Stored data entries
• • • •

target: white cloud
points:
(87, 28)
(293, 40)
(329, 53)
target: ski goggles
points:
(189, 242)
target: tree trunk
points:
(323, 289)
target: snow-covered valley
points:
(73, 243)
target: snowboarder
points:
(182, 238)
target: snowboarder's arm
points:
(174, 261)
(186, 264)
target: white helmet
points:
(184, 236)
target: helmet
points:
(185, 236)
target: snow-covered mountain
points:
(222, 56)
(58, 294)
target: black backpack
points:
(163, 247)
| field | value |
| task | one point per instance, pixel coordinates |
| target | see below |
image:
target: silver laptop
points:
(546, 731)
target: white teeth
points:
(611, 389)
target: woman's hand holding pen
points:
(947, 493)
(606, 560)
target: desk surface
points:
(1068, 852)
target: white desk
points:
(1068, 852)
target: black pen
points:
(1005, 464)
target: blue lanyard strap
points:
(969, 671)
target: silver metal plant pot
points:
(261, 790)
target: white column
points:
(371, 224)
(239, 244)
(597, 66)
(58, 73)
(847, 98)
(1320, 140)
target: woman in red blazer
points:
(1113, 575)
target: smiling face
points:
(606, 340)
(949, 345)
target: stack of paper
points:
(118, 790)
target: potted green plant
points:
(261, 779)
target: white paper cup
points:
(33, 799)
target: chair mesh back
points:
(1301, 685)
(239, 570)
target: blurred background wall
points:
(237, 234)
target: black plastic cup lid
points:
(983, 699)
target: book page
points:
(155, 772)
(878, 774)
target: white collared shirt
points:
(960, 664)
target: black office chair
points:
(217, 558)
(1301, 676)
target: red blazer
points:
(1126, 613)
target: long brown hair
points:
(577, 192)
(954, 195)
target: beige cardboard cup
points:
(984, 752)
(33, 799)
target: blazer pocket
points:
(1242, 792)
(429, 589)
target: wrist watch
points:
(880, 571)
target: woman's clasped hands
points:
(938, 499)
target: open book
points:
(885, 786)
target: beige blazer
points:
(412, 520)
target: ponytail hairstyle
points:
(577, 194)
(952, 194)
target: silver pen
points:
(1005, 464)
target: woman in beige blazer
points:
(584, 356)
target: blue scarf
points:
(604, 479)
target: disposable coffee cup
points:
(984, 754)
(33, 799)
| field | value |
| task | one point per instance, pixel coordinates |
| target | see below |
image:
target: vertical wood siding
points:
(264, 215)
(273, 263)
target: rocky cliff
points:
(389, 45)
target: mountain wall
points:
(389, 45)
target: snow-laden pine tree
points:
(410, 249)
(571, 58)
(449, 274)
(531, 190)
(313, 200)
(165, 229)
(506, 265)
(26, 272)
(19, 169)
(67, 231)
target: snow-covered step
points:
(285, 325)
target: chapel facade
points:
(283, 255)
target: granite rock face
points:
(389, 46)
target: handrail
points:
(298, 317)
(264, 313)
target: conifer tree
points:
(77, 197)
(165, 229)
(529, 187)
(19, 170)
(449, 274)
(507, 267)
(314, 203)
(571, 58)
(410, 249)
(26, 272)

• • • •

WORK TO BE COMPLETED:
Restate the records from above exactly as they read.

OUTPUT OF THE EXERCISE:
target: white cloud
points:
(87, 28)
(293, 40)
(329, 53)
target: ski goggles
points:
(189, 242)
target: tree trunk
points:
(323, 289)
target: snow-covered valley
points:
(73, 243)
target: snowboarder
points:
(182, 238)
target: snowboarder's arm
points:
(174, 261)
(186, 264)
target: white helmet
points:
(184, 236)
target: helmet
points:
(185, 236)
target: snow-covered mountain
points:
(222, 56)
(58, 294)
target: black backpack
points:
(163, 247)
| field | value |
| task | one point per instance, pixel coordinates |
| target | see below |
image:
target: silver laptop
points:
(546, 731)
target: white teeth
points:
(611, 389)
target: woman's hand holding pen
points:
(947, 493)
(606, 560)
target: desk surface
points:
(1068, 852)
target: white desk
points:
(1068, 852)
target: black pen
points:
(1005, 464)
target: blue lanyard strap
points:
(969, 671)
target: silver metal plant pot
points:
(261, 790)
target: white column
points:
(371, 224)
(239, 244)
(597, 66)
(58, 73)
(847, 98)
(1320, 140)
target: woman in red blazer
points:
(1113, 575)
target: smiling face
points:
(606, 340)
(949, 345)
target: stack of paper
points:
(118, 790)
target: potted green plant
points:
(261, 779)
target: white paper cup
points:
(33, 799)
target: chair mesh back
points:
(1301, 685)
(239, 570)
target: blurred background wall
points:
(237, 234)
target: black plastic cup lid
points:
(983, 699)
target: book page
points:
(155, 772)
(878, 774)
target: white collared shirt
points:
(960, 664)
target: black office chair
points:
(217, 558)
(1301, 676)
target: red blazer
points:
(1126, 613)
target: long brown hair
points:
(577, 192)
(954, 195)
target: beige cardboard cup
points:
(984, 752)
(33, 799)
target: blazer pocket
points:
(1242, 792)
(429, 589)
target: wrist watch
points:
(880, 571)
target: woman's clasped hands
points:
(938, 499)
target: open book
points:
(885, 786)
target: beige blazer
points:
(412, 520)
target: ponytail hairstyle
points:
(577, 194)
(952, 194)
target: silver pen
points:
(1005, 464)
target: woman in beige blazer
points:
(584, 356)
target: blue scarf
points:
(604, 479)
target: disposable coffee cup
points:
(984, 754)
(33, 799)
| field | value |
| task | one point per instance, pixel coordinates |
| target | see below |
image:
target: vertical wood siding
points:
(264, 215)
(273, 263)
target: rocky cliff
points:
(389, 45)
target: mountain wall
points:
(389, 45)
target: snow-laden pine tree
points:
(410, 249)
(571, 58)
(449, 274)
(531, 190)
(313, 200)
(165, 229)
(506, 265)
(26, 272)
(19, 169)
(67, 231)
target: snow-covered step
points:
(285, 325)
target: chapel facade
points:
(283, 255)
target: granite rock face
points:
(389, 46)
target: handrail
points:
(298, 317)
(264, 313)
target: conifer tree
points:
(77, 197)
(165, 229)
(529, 187)
(19, 170)
(449, 274)
(507, 267)
(314, 203)
(571, 58)
(410, 249)
(26, 272)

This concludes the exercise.